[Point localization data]
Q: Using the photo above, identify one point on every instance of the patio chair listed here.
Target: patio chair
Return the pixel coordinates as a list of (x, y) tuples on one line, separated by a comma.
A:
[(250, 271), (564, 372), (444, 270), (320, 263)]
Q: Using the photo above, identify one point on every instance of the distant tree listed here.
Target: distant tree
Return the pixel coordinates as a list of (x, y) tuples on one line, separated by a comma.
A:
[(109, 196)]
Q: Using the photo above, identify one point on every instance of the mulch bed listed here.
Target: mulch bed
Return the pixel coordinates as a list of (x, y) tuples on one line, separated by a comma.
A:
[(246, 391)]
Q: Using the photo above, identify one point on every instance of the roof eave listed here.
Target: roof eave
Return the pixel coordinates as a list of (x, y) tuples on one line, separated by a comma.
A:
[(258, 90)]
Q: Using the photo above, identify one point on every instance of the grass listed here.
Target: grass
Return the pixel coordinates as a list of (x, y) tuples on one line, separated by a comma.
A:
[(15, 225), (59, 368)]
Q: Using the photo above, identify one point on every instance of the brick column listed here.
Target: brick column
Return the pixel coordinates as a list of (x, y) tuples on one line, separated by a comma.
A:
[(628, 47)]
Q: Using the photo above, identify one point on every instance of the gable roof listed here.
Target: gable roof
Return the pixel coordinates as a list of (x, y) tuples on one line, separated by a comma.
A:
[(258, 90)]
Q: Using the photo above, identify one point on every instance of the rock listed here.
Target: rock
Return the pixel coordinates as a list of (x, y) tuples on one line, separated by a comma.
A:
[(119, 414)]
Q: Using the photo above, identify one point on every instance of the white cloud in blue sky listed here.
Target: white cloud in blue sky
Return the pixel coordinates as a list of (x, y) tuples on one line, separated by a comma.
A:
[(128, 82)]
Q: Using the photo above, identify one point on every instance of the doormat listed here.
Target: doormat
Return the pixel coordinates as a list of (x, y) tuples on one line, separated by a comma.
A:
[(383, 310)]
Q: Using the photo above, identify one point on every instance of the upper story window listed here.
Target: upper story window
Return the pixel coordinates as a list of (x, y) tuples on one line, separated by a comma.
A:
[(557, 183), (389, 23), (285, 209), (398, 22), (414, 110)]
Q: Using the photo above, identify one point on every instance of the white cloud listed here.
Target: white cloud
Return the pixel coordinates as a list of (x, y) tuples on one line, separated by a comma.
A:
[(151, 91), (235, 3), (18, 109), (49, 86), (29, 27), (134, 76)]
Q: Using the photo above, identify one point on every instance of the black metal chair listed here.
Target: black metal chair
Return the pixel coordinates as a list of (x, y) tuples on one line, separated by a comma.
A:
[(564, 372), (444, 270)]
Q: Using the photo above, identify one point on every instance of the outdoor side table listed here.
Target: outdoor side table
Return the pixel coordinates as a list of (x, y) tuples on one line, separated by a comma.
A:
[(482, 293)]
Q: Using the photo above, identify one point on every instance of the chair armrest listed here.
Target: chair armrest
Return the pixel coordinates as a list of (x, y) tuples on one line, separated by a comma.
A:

→ **DIRECTIONS FOR THIS TASK**: Every entry is to be restated exactly, with no line dropped.

→ **ANSWER SPACE**:
Q: Using the photo above, identify one point on every instance of the patio chair listed here.
Target: patio chair
Return the pixel coordinates as a list of (x, y) tuples on one line, separated by a comma.
A:
[(250, 271), (564, 372), (444, 270), (320, 263)]
Q: Using the photo above, identify one point on every instance of the distant tree listed here.
Target: distant tree
Return the pixel coordinates as a list of (x, y) tuples on one line, separated by a comma.
A:
[(109, 196)]
Q: Using the photo above, identify one point on every instance of the mulch bed listed here.
Target: mulch bed
Return the pixel coordinates as a list of (x, y) tuples on one line, separated by a comma.
A:
[(246, 391)]
Q: Using the photo above, identify one point on every instance of the roof eave listed here.
Target: roof eave
Return the pixel coordinates as a list of (x, y) tuples on one line, separated by a comma.
A:
[(258, 90)]
Q: Using the photo above, identify one point on every instance of the grass listed here.
Target: grass
Return the pixel coordinates as a list of (x, y) tuples on one line, separated by a comma.
A:
[(15, 225), (59, 368)]
Q: Using the photo above, identify one point on every instance of the brick column listed here.
Target: brick column
Return the pixel coordinates as a list of (x, y) tuples on one line, separated by a comma.
A:
[(628, 47)]
Q: Using the photo above, identify one point on every instance of the gable roof listed here.
Target: gable roof
Return the pixel coordinates as a list of (x, y) tuples on one line, separated by a comma.
A:
[(258, 90)]
Q: Using the photo above, identify one point on every instance of the rock listed here.
Target: rock
Return the pixel coordinates as a list of (x, y) tuples on one line, separated by a comma.
A:
[(119, 414)]
Q: Using the photo above, identify one point on every instance of the white cloud in blue sky listed here.
Target: white cloud in blue sky
Return the pixel coordinates as a list of (x, y) tuples on one line, separated by a comma.
A:
[(128, 82)]
Q: Using the photo above, identify one point on every instance of the doormat listed here.
Target: doormat
Return the pixel coordinates as a list of (x, y) tuples on one line, separated by a comma.
A:
[(383, 310)]
Q: Using the photo above, identify one point on every instance of the upper story window listed here.
Target: upper story window
Return the pixel coordinates as a list of (x, y) tuples on one line, separated by a comma.
A:
[(557, 183), (389, 23), (285, 209), (398, 22), (414, 110)]
Q: Using the photo above, identify one point on every instance of the white cloud listed here.
Target: white cloud
Return the pixel coordinates as a list of (x, y) tuples on one line, separated by a comma.
A:
[(151, 91), (235, 3), (18, 109), (49, 86), (29, 27), (134, 76)]
Q: Using the photo above, identify one point on every instance of the black metal chair listed here.
Target: black metal chair
Return the pixel coordinates as a list of (x, y) tuples on one line, separated by a comma.
A:
[(564, 372), (444, 270)]
Q: Using the photo above, identify one point on every instance of the outdoor side table listed here.
Target: outdoor side table
Return the pixel coordinates as a list of (x, y) tuples on one line, separated by a comma.
A:
[(482, 293)]
Q: Using the photo above, identify one point on every instance of the chair armrest listed here.
Target: chair armrest
Return the pixel coordinates as a list of (x, y) tuples on one line, separated by a comma.
A:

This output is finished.